PROBLEM TO WORK ON: Count the lines in the entries below that contain the word "bare". Reply with the number alone.

DATA PROVIDED:

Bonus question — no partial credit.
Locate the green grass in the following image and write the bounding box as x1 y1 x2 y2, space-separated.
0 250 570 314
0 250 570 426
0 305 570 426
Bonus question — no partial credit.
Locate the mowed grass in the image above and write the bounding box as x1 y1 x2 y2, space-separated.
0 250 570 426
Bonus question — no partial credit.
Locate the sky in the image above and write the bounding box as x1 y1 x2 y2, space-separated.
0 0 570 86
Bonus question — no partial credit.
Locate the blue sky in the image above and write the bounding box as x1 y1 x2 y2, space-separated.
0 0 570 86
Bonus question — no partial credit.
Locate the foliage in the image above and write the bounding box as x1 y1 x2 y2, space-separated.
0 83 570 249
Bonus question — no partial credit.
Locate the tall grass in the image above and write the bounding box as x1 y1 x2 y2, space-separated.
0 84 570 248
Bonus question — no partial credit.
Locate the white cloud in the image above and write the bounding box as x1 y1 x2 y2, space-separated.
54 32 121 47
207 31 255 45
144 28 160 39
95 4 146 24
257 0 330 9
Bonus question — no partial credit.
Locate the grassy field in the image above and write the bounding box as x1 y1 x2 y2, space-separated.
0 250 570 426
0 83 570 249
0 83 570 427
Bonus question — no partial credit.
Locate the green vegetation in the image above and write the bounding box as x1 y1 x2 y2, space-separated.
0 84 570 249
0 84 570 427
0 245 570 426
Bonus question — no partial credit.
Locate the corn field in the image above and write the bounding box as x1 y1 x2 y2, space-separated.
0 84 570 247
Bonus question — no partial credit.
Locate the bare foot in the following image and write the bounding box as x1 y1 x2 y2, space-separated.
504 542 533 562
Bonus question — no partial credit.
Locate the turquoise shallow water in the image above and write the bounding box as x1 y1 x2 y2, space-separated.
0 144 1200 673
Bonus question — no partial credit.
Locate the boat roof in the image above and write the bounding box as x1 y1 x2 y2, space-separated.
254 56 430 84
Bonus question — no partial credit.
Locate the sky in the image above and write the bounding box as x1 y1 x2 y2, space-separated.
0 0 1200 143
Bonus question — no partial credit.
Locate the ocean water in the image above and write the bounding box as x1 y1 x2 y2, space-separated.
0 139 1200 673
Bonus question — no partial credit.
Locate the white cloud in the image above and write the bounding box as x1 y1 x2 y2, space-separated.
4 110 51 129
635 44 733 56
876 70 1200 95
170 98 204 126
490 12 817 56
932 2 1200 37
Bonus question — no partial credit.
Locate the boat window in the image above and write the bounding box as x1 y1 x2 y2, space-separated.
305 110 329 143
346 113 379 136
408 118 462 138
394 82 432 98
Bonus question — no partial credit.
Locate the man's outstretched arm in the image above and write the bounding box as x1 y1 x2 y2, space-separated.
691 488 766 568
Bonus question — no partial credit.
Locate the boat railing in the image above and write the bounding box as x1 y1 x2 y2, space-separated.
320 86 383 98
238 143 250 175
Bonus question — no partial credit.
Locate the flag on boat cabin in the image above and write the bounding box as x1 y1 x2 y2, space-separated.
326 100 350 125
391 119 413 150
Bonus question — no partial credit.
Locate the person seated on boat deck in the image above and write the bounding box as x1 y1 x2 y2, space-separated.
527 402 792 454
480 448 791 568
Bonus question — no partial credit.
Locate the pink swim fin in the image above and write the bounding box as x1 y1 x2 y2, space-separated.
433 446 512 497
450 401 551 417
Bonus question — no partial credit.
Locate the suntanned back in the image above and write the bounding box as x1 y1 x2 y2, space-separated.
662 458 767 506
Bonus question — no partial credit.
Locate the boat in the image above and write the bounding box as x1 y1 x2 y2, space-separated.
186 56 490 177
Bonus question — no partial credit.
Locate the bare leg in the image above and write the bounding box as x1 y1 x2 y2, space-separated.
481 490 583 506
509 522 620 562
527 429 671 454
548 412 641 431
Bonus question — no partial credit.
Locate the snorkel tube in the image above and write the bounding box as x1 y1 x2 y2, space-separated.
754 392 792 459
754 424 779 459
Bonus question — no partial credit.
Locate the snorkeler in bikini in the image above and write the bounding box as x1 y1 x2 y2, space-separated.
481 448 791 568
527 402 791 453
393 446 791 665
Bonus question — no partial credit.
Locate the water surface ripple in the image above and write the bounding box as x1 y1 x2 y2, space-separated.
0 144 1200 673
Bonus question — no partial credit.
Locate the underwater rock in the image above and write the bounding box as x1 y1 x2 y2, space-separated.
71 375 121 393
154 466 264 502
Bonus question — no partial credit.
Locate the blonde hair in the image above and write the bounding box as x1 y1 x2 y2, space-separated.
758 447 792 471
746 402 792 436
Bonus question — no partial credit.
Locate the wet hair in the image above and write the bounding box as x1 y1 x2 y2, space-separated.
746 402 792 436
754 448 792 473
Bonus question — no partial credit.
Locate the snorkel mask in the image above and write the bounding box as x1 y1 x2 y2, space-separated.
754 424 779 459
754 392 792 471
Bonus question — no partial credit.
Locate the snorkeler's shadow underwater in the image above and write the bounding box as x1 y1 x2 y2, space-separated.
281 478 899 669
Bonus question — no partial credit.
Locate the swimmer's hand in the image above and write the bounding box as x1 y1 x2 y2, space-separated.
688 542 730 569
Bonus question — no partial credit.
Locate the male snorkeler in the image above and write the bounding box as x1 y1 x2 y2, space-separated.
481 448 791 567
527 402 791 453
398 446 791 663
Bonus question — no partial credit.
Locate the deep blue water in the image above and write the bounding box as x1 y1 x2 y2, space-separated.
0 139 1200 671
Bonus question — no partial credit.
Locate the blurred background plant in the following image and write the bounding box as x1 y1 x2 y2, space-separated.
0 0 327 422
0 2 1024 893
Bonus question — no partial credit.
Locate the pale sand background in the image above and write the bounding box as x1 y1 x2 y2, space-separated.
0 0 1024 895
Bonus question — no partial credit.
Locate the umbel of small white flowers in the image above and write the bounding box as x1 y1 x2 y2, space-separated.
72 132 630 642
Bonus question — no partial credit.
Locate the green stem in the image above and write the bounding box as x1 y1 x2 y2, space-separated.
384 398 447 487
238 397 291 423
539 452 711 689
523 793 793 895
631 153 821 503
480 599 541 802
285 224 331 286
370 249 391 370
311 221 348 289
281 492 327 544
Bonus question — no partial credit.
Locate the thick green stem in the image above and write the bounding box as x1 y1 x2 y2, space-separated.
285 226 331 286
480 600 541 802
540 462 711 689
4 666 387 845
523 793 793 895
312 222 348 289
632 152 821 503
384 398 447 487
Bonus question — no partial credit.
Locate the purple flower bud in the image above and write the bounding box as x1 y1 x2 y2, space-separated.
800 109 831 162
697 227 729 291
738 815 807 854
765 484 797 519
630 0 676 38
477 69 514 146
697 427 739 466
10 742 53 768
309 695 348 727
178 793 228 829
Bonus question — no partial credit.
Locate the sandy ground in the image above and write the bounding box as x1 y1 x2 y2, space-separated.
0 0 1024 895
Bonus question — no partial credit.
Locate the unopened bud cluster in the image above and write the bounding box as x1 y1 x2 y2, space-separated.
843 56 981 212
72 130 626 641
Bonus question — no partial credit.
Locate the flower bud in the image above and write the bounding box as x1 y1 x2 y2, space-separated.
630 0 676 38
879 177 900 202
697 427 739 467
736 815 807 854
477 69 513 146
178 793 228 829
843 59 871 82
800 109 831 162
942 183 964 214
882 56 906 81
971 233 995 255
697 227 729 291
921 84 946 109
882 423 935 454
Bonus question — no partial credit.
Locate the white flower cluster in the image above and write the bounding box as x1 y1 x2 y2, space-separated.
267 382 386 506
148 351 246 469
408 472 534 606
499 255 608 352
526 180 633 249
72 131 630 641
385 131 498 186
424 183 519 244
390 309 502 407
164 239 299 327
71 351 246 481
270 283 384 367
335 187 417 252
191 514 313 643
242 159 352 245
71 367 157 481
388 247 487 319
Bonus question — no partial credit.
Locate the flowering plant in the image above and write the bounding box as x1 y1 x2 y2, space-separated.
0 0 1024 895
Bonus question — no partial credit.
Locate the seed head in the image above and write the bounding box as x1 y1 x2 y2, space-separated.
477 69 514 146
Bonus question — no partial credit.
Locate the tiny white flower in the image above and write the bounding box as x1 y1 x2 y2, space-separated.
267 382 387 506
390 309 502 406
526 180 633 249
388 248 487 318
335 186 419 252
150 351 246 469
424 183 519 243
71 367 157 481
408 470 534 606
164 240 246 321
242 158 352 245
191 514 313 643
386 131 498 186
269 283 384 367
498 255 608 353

SOLUTION TO THIS TASK: 2